12. The only cost which will be incurred by a Pooled Fund or Separately Managed Account for an In Specie Transfer is a nominal administrative charge levied by the custodian of the Pooled Fund in recording the trades (the "Custodial Charge").

13. The Royal Trust Company (the trustee, custodian and administrator of the Pooled Funds) will value the securities transferred under an In Specie Transfer on the same valuation day on which the unit purchase price or redemption price of a Pooled Fund is determined. With respect to the purchase of units of a Pooled Fund, the securities transferred to a Pooled Fund under an In Specie Transfer in satisfaction of the purchase price of those units will be valued as if the securities were portfolio assets of the Pooled Fund, as contemplated by subsection 9.4(2)(b)(iii) of National Instrument 81-102 -- Mutual Funds ("NI 81-102"). With respect to the redemption of units of a Pooled Fund, the securities transferred to a Separately Managed Account in satisfaction of the redemption price of those units will have a value equal to the amount at which those securities were valued in calculating the net asset value per security used to establish the redemption price of the units of the Pooled Fund, as contemplated by subsection 10.4(3)(b) of NI 81-102.

14. The proposed In Specie Transfers between the Pooled Funds and Separately Managed Accounts in connection with the Reorganizations and the proposed In Specie Transfers between Pooled Funds and Separately Managed Accounts do not and will not detrimentally impact any of the Pooled Funds or Separately Managed Accounts subject to the In Specie Transfers.

15. None of the securities which are subject to In Specie Transfers are or will be securities of related issuers of UBS AG, the parent company of the Filer.

16. Prior to executing an In Specie Transfer, the In Specie Transfer will be reviewed by the Filer's Senior Management Committee (which includes the Filer's Chief Compliance Officer) to ensure that the conditions of this MRRS Decision Document are or will be met at the time of the transaction and to determine that the transaction represents the business judgment of the Filer acting in its discretionary capacity with respect to the Pooled Fund and the Separately Managed Account, uninfluenced by considerations other than the best interests of the Pooled Fund and Separately Managed Account. The review by the Filer's Senior Management Committee will be submitted in the form of detailed minutes to the Filer's board of directors on a quarterly basis.

────────────────────────────────────────

**GIVEN REQUEST:** Please decide whether each statement agrees with the extract on in specie transfers above, answering yes or no and quoting the deciding words: (a) The Royal Trust Company is the parent company of the Filer. (b) The Filer's Chief Compliance Officer is a member of its Senior Management Committee. (c) The Senior Management Committee's review goes to the Filer's board of directors every month.

**SUPPLIED ENTRIES:**
────────────────────────────────────────

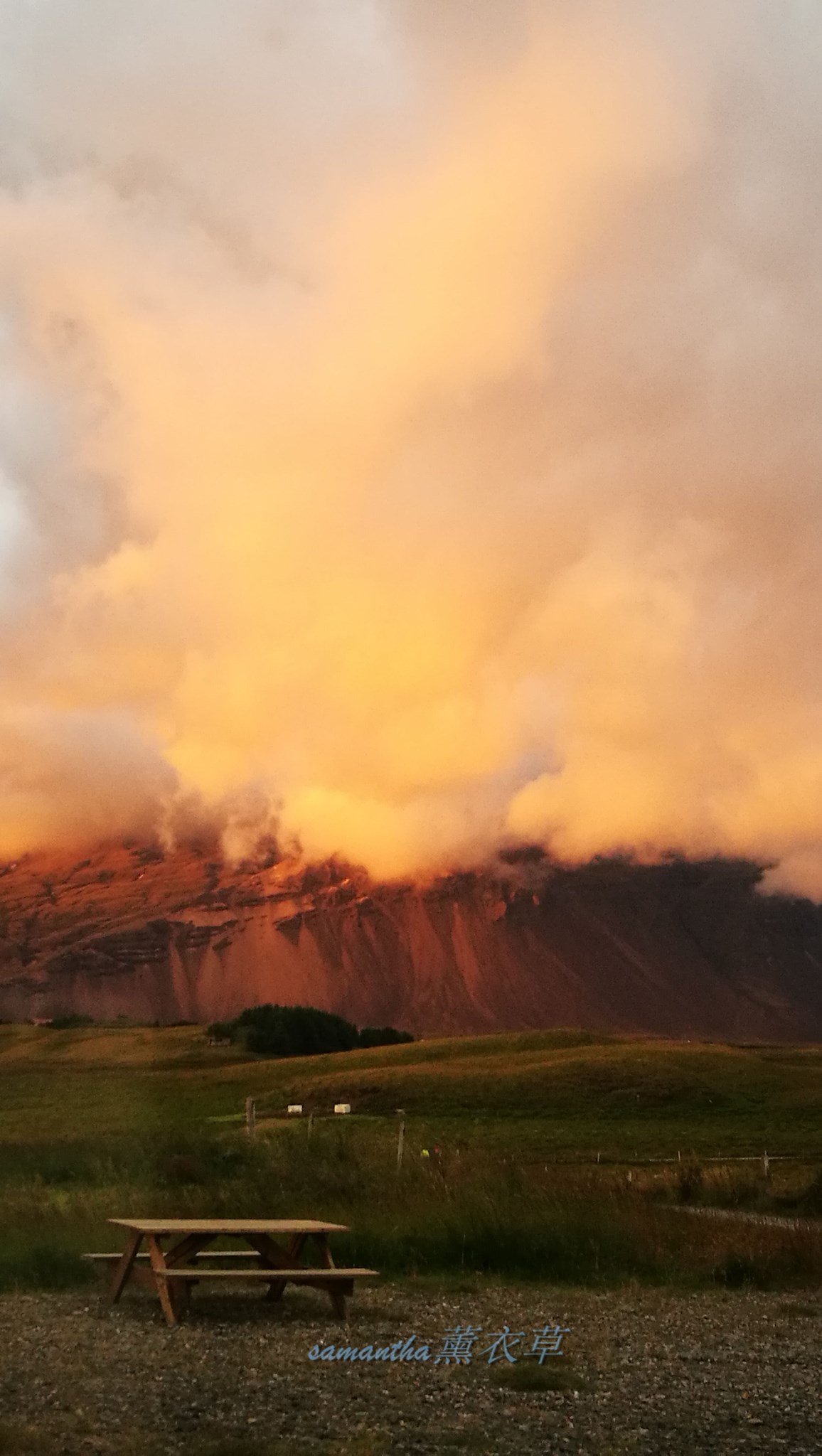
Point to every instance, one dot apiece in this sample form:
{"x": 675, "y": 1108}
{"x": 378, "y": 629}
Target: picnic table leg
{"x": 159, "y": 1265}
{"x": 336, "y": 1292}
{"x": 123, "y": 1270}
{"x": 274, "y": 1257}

────────────────────────────────────────

**THE RESULT:**
(a) No: "UBS AG, the parent company of the Filer"
(b) Yes: "(which includes the Filer's Chief Compliance Officer)"
(c) No: "to the Filer's board of directors on a quarterly basis"